- **TEXT SHOWN**
++++++++++++++++++++

Mark Dale sat down with Hunee to honestly discuss the doubts that once surrounded his career, his musical and personal development in Berlin and his relationship with Rush Hour.

Becca Frankland

Date published: 6th Oct 2015

Hun Choi, more famously known by his DJ moniker Hunee, is a gentle, thoughtful and highly self-critical soul. Not that you could ever tell from his DJing. When at work he is one of the most arresting artists you might ever hear, instinctively and sometimes rapidly switching between the genres he loves, most frequently techno, house and disco.

'Hunched' over the decks, his body often dipping in time to the music, he radiates a confidence that is substantiated by the barrage of beats that flow from the speakers. So natural when in charge of a soundsystem, little would you guess that he very nearly didn't take this path or that the doubts he has in himself made him come close to quitting his life in music several times, including the not so distant past.

"I'm from a city called Bochum," he tells me in a cafe after a recent DJ set. I'm having coffee and cake. The more slender Hun is drinking organic fruit juice and eating a salad, trying his best to maintain a healthy diet despite being on the road almost every weekend and more throughout a summer that's been filled with festival appearances.

"It's an industrial area in the western parts, in the same region as Dortmund and Essen, a very boring place. I had quite a few older friends who used to DJ, but didn't any more because they got into drugs. We'd hang out and get high or something and I'd be like 'Oh, how does this work?'

"So I started to DJ when we were hanging out. My first records I got from friends who got more seriously into drugs and started selling stuff. They knew I liked it, so they'd just give them to me before they sold them. Then I was buying maybe one record a week. School time stuff."

++++++++++++++++++++

- **GIVEN RECORDS**

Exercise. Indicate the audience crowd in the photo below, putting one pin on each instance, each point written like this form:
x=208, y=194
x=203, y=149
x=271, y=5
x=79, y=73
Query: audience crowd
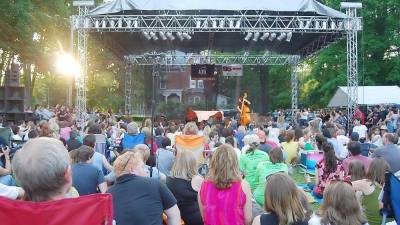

++++++++++++++++++++

Which cities does the article about Hunee name?

Berlin, Bochum, Dortmund, Essen